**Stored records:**

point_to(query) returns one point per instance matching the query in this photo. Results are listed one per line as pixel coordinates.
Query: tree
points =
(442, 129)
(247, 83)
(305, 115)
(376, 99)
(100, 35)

**Exercise instructions:** Go through the records and print each one exactly.

**Output for this exercise:**
point_to(query) returns one point per instance matching the query in this photo. Results are listed one per line as pixel coordinates.
Query: tree
points =
(442, 129)
(247, 83)
(305, 115)
(376, 99)
(100, 35)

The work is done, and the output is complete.